# INSTRUÇÕES DO EXERCÍCIO:
(1) Apresente como tabela Markdown, com as colunas «N.º» e «Linha», o trecho dos registos que vai da linha que contém "as [322, 107]." até ao fim dos registos, ambos incluídos. Omita as linhas em branco.
(2) Prossiga o artigo sobre a fotografia portuguesa na Europália a partir do ponto em que o texto termina.

"Retrato de grupo"
Europália, "Portugal 1890-1990", comissário António Sena
exposições em
Charleroi, Musée de la Photographie: Joshua Benoliel / "Regards Étrangers" (Jorge Calado) / "Les Années de Transitions, 1927-1967" / Helena Almeida
Antwerpen, Provinciaal Museum voor Fotografie, "Regards Inquiets"Expresso Revista, 23 de Novembro de 1991
PODERA citar-se a propósito da representação da fotografia na Europália o que se costuma dizer da garrafa meia cheia e meia vazia. Ou seja: o que se levou à Bélgica sob o título «Portugal 1890-1990» foi uma sumária, incompleta e parcial retrospectiva construída sobre apenas alguns momentos significativos da história fotográfica portuguesa; e foi, também, a primeira tentativa global de revisão histórica, o mais amplo panorama desde sempre reunido sobre a história da fotografia em Portugal, e ainda uma belíssima exposição. Não se poderá pretender, contudo, que se tratou de um primeiro passo para fazer aquela história: para lá de algumas outras contribuições episódicas, uma parte central do projecto resulta directamente da acção desenvolvida ao longo da última década pelo comissário António Sena e a associação/galeria Ether, sendo afinal essa mesma actividade que foi agora projectada numa maior dimensão institucional.
Como a falta de memória é uma marca essencial da fotografia em Portugal, importa referir objectivamente os acontecimentos incluídos no programa Europália. Começando por precisar que a representação enviada à Bélgica, embora constituísse uma exposição única, acompanhada por um só catálogo bilingue (francês e holandês), se apresentou dividida entre os dois museus da fotografia do país, um em Charleroi, na região francófona, e outro em Antuérpia, região flamenga.
No primeiro caso, o museu ocupa uma antiga abadia, tendo a nave central, de pequenas dimensões, sido dividida em três espaços atribuídos a mostras individuais de Joshua Benoliel, Sena da Silva e Helena Almeida. Uma outra sala reuniu fotografias de António José Martins, Carlos Calvet, Carlos Afonso Dias, Gérard Castelio Lopes e Jorge Guerra, num itinerário que se desenvolvia entre os anos 30 e os anos 60 através de uma nítida sequência de autores.
Paralelamente, em mais duas salas e um corredor, num percurso labiríntico em torno de um claustro e entrosado com espaços de exposição permanente, apresentaram-se cerca de 70 fotografias feitas em Portugal por fotógrafos estrangeiros, numa selecção de Jorge Calado que incluía exemplares pertencentes à colecção que ele próprio reuniu para a SEC (mostrados parcialmente em Janeiro na Galeria Almada Negreiros), mais alguns da Fundação de Serralves e outros expressamente adquiridos já este ano e para esta exposição graças a uma dotação da Caixa Geral de Depósitos.

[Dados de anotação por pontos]
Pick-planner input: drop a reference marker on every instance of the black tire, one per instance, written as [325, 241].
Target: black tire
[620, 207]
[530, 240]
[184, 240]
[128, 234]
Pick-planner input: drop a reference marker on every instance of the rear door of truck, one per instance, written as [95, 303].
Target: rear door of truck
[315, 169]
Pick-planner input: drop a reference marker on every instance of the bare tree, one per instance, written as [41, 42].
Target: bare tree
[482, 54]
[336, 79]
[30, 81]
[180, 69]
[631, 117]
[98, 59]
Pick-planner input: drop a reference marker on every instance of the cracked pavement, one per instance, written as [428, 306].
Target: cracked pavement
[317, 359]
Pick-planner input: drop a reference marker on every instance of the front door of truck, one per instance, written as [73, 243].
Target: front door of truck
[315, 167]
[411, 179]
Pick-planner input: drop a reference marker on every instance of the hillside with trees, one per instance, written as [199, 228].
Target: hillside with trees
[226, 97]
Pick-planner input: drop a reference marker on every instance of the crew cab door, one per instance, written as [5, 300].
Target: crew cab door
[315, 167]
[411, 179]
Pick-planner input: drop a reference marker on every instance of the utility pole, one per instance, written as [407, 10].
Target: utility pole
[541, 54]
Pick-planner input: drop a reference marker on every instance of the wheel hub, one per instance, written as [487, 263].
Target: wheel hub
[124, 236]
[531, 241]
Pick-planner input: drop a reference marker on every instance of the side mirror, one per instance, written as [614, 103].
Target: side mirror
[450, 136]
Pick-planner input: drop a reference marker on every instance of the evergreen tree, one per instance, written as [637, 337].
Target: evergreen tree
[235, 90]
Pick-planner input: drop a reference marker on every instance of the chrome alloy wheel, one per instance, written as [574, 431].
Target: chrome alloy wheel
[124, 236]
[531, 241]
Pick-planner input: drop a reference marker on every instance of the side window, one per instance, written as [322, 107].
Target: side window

# EM RESPOSTA:
(1)
| N.º | Linha |
|---|---|
| 1 | Pick-planner input: drop a reference marker on every instance of the side window, one per instance, written as [322, 107]. |
| 2 | Target: side window |

(2)
Quanto a Antuérpia, o Museu apresentou em duas galerias de mostras temporárias uma selecção de fotógrafos portugueses actuais, incluindo, na primeira, de novo G. Castello Lopes e Paulo Nozolino, José Rodrigues, Rui Fonseca, José Francisco Azevedo e Daniel Blaufuks; e na segunda galeria sequências e «instalações» fotográficas de Mariano Piçarra, Augusto Alves da Silva, António Júlio Duarte, João António Motta, Francisco Rúbio e António Carvalho. Num outro piso, na zona de exposição permanente, apresentou-se Victor Palia e Costa Martins com 10 painéis referentes ao livro de 1959 Lisboa, Cidade Triste e Alegre (originais de paginação, colagens com anotações, folhas de contacto, etc.) e mais nove fotografias de recente reimpressão (Lisboa e Tejo e Tudo), ainda como extensão autónoma do panorama relativo aos anos 50.
O CATALOGO, agregando as obras separadas pelos dois lugares de exposição num único discurso, constitui de certo modo um objecto autónomo e no qual é mais compreensível a concepção global do projecto. Embora se trate de um volume de boa qualidade de impressão, ficou ainda longe de corresponder às ambições do comissário, uma vez que o número das reproduções (de página inteira) foi reduzido a menos de metade das provas expostas, algumas reproduções atraiçoaram o carácter de sequência ou instalação dos trabalhos, as legendas ficaram incompletas e os dados técnicos foram drasticamente abreviados por dificuldades editoriais belgas. Neste caso, o confronto com outras edições de A.S. é uma curiosa prova de como, às vezes, se sabe fazer muito melhor em Portugal do que no «estrangeiro».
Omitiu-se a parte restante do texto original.